What you should do:
All the data must come back unchanged, except that pictures are left out.

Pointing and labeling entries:
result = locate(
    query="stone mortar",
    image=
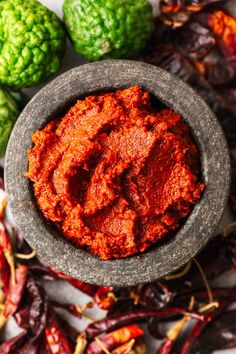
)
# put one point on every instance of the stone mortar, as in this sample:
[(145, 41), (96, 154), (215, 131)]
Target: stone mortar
[(161, 259)]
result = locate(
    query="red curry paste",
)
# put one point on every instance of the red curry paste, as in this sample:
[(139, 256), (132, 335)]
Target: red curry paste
[(115, 175)]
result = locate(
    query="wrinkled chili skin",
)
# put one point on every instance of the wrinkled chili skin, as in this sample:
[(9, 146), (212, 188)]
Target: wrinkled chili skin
[(115, 175)]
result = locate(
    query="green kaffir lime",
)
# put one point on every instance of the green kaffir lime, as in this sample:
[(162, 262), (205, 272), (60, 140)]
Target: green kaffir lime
[(8, 116), (103, 29), (32, 43)]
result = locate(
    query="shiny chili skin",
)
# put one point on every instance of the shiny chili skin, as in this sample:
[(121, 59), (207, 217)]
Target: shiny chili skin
[(4, 272), (114, 339), (56, 339)]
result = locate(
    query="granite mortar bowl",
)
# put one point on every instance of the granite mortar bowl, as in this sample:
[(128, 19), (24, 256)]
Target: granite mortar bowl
[(161, 259)]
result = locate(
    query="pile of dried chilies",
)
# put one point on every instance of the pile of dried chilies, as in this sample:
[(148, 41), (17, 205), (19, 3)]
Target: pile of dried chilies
[(181, 297), (196, 40)]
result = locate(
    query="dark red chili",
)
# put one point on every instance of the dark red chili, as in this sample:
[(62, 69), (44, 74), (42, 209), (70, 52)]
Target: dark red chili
[(56, 338), (114, 339)]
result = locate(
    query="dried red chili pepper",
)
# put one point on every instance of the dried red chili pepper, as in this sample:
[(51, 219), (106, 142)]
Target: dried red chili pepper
[(223, 25), (177, 12), (4, 273), (11, 346), (75, 310), (218, 335), (113, 322), (1, 178), (14, 295), (125, 348), (114, 339), (105, 298), (56, 339), (5, 244), (200, 325), (194, 40)]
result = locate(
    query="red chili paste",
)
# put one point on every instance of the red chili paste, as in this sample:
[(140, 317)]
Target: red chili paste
[(115, 175)]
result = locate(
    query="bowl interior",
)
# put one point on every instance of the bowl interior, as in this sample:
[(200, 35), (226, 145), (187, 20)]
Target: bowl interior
[(52, 101)]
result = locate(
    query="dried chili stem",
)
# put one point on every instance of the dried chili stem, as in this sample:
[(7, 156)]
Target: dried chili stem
[(81, 344), (26, 256), (179, 274), (174, 331), (80, 310), (10, 260), (204, 278), (208, 307), (125, 348), (102, 345)]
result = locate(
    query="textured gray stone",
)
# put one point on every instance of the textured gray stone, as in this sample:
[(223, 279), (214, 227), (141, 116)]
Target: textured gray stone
[(162, 259)]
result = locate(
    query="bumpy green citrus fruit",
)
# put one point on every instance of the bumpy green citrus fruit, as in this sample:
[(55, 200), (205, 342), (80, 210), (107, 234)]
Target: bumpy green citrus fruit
[(32, 43), (103, 29), (8, 116)]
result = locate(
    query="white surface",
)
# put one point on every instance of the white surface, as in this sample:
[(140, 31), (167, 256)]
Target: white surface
[(62, 291)]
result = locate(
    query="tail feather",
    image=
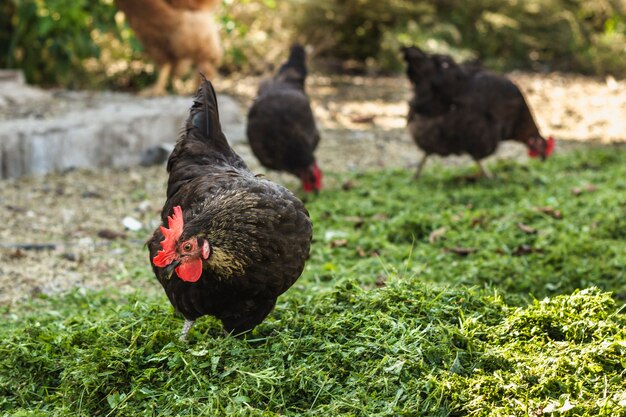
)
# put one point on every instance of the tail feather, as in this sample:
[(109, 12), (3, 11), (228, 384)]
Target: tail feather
[(294, 70), (204, 113), (202, 147)]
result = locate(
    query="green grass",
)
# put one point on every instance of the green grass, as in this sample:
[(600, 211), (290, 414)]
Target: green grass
[(383, 321)]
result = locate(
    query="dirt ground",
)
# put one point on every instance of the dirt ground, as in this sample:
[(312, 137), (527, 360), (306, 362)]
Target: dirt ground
[(68, 230)]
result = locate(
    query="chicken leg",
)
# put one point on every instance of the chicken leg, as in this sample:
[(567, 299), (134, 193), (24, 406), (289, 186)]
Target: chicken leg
[(420, 166), (185, 331)]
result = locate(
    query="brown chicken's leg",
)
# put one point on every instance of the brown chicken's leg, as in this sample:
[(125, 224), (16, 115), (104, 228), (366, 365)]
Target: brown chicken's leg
[(420, 166), (185, 331), (158, 88), (484, 170)]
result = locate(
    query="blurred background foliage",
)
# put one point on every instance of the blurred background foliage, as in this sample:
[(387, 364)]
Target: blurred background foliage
[(87, 44)]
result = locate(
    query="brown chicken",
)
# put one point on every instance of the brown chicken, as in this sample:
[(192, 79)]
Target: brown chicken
[(281, 127), (175, 33), (464, 109), (230, 242)]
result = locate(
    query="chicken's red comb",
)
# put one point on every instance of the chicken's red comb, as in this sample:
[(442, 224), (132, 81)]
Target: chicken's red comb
[(549, 145), (316, 184), (167, 255)]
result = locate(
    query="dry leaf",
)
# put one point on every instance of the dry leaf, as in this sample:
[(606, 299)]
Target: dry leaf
[(461, 251), (477, 221), (525, 250), (436, 234), (550, 211), (338, 243), (348, 185), (589, 188), (357, 220), (526, 229), (110, 234), (381, 281), (18, 254), (362, 118)]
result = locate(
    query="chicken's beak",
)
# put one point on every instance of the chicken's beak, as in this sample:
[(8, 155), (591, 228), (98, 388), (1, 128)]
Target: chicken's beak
[(169, 269)]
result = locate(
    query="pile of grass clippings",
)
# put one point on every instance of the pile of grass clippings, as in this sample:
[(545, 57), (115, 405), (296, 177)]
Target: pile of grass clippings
[(443, 297)]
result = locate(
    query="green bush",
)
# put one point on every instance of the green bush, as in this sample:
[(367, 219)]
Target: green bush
[(51, 41)]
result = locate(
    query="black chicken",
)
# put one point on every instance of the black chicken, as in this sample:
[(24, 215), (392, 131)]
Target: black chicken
[(281, 127), (464, 109), (230, 242)]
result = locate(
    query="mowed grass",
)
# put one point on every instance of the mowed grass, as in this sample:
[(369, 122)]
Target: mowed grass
[(442, 297)]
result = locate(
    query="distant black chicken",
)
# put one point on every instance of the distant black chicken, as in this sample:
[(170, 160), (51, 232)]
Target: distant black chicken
[(281, 127), (230, 242), (464, 109)]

Answer to the task:
result = locate(
    query="stone mortar",
    image=
)
# put one point on every instance of the stone mortar, as in this sample:
[(145, 41), (96, 154), (215, 131)]
Target: stone mortar
[(161, 259)]
result = locate(
    query="red curry paste",
)
# put one point on every instance of the red curry paste, as in this sample:
[(139, 256), (132, 335)]
Target: red curry paste
[(115, 175)]
result = locate(
    query="wrinkled chili skin",
)
# put one point on every instance of the wrinkled chili skin, as in this sample:
[(9, 146), (212, 188)]
Target: wrinkled chili skin
[(115, 175)]
result = locate(
    query="green kaffir lime",
)
# put one point on every instance of the green kaffir lime, as in this sample:
[(162, 262), (205, 272), (60, 140)]
Target: green kaffir lime
[(8, 116), (103, 29), (32, 43)]
result = locate(
    query="shiny chili skin",
)
# put one point on every instance of the shiny chili skin, as in this sample:
[(121, 59), (207, 217)]
Target: shiny chili skin
[(4, 272), (114, 339), (56, 339)]
result = locate(
    query="granite mortar bowl",
)
# put one point on every instance of the granite mortar bowl, as in this sample:
[(128, 19), (24, 256)]
Target: granite mortar bowl
[(161, 259)]
result = locate(
    query="pile of dried chilies",
)
# put one point on every instance of the pile of dried chilies, as in this sample:
[(148, 41), (17, 205), (19, 3)]
Target: pile of dried chilies
[(181, 297), (196, 40)]
result = locate(
    query="dark red chili",
)
# put one point on every instance of the dark red chili, as in this sample:
[(62, 69), (44, 74), (42, 209), (70, 52)]
Target: dark red chili
[(56, 338), (114, 339)]
result = locate(
    query="dried red chili pepper",
)
# put one point on every instance of the dried red chili pepper, as in this sample:
[(51, 219), (106, 142)]
Target: dried red chili pepper
[(223, 25), (177, 12), (4, 273), (11, 346), (75, 310), (218, 335), (113, 322), (1, 178), (14, 295), (125, 348), (114, 339), (105, 298), (56, 339), (5, 244), (200, 325), (194, 40)]
result = locate(
    query="red chili paste",
)
# put one point on every instance of the red chili paste, as in this sample:
[(140, 317)]
Target: red chili paste
[(115, 175)]
result = locate(
    query="bowl interior",
)
# put one point on every instance of the bowl interior, as in this sample:
[(200, 35), (226, 145), (187, 20)]
Target: bowl interior
[(52, 101)]
result = locate(
    query="dried chili stem",
)
# put one point on every instance of the dried chili stem, as in this sample:
[(7, 156)]
Target: dried chili stem
[(81, 344), (26, 256), (179, 274), (174, 331), (80, 310), (10, 260), (204, 278), (208, 307), (125, 348), (102, 345)]
result = locate(
    query="textured gray stone",
)
# put one point on every instance of the textured gray stone, as in this sample:
[(223, 279), (214, 227), (141, 116)]
Target: textured gray stone
[(162, 259)]
result = locate(
    query="bumpy green citrus fruit",
)
# put one point on every instance of the bumpy green citrus fruit, as in this sample:
[(55, 200), (205, 342), (80, 210), (107, 234)]
Target: bumpy green citrus fruit
[(32, 43), (103, 29), (8, 116)]
result = locate(
    query="white surface",
)
# put one point on every instance of the white surface, as in this sample:
[(140, 31), (167, 256)]
Target: white surface
[(62, 291)]
result = locate(
    query="tail feather",
    image=
)
# put one point on every instance of the tail feather, as in this sample:
[(109, 12), (3, 11), (228, 384)]
Target: tail feather
[(294, 70), (204, 113), (202, 147)]
result = locate(
    query="green grass",
)
# put one point on every instance of the green grass, as in this sample:
[(600, 211), (290, 414)]
Target: green grass
[(383, 321)]
result = locate(
    query="dirt ground",
)
# put one point on every instance of the dirt ground, as in this sample:
[(312, 137), (527, 360), (306, 362)]
Target: dirt ground
[(68, 230)]
result = locate(
    query="chicken leg",
)
# put one point on every instance of the chicken leg, as in this sample:
[(567, 299), (134, 193), (24, 406), (289, 186)]
Target: chicken leg
[(420, 166), (185, 331)]
result = locate(
    query="brown chicken's leg",
)
# put one point on every instance of the brown chicken's leg, as in this sample:
[(125, 224), (16, 115), (104, 228), (366, 365)]
Target: brown chicken's leg
[(420, 166), (185, 331), (158, 88), (484, 170)]
result = locate(
    query="blurred background foliage",
)
# put one point on every instance of the blurred background foliage, as in this sample:
[(387, 364)]
Target: blurred background foliage
[(87, 44)]
result = locate(
    query="brown chicken",
)
# put one point on every instance of the brown chicken, as in this sample:
[(192, 79)]
Target: brown chicken
[(281, 127), (175, 33), (464, 109), (230, 242)]
result = locate(
    query="chicken's red comb",
)
# put one point on every instance of the chicken's red comb, as in this sample:
[(442, 224), (132, 81)]
Target: chicken's red comb
[(549, 145), (316, 184), (167, 255)]
result = locate(
    query="dry leaf",
)
# put one point on every instance of the dry leaf, as in this sample:
[(606, 299)]
Target: dry leaf
[(461, 251), (477, 221), (525, 250), (436, 234), (550, 211), (338, 243), (348, 185), (589, 188), (357, 220), (526, 229), (110, 234), (381, 281), (18, 254), (362, 118)]
result = locate(
    query="chicken's beak",
)
# put one point on every instance of the chicken's beak, as in this sample:
[(8, 155), (591, 228), (98, 388), (1, 128)]
Target: chicken's beak
[(169, 269)]
result = locate(
    query="pile of grass clippings",
)
# put one point on every instance of the pile of grass clippings, as in this sample:
[(545, 57), (115, 405), (296, 177)]
Target: pile of grass clippings
[(443, 297)]
result = locate(
    query="green bush",
)
# put one point on every instance of the green bush, as in this sample:
[(367, 219)]
Target: green bush
[(51, 41)]
result = locate(
    query="black chicken",
)
# put one point on every instance of the black chicken, as in this sample:
[(24, 215), (392, 131)]
Target: black chicken
[(281, 127), (464, 109), (230, 242)]
result = locate(
    query="mowed grass",
)
# put one point on every instance of the mowed grass, as in this sample:
[(369, 122)]
Target: mowed grass
[(442, 297)]
result = locate(
    query="distant black chicken",
)
# put one point on every instance of the distant black chicken, as in this sample:
[(170, 160), (51, 232)]
Target: distant black chicken
[(281, 127), (230, 242), (464, 109)]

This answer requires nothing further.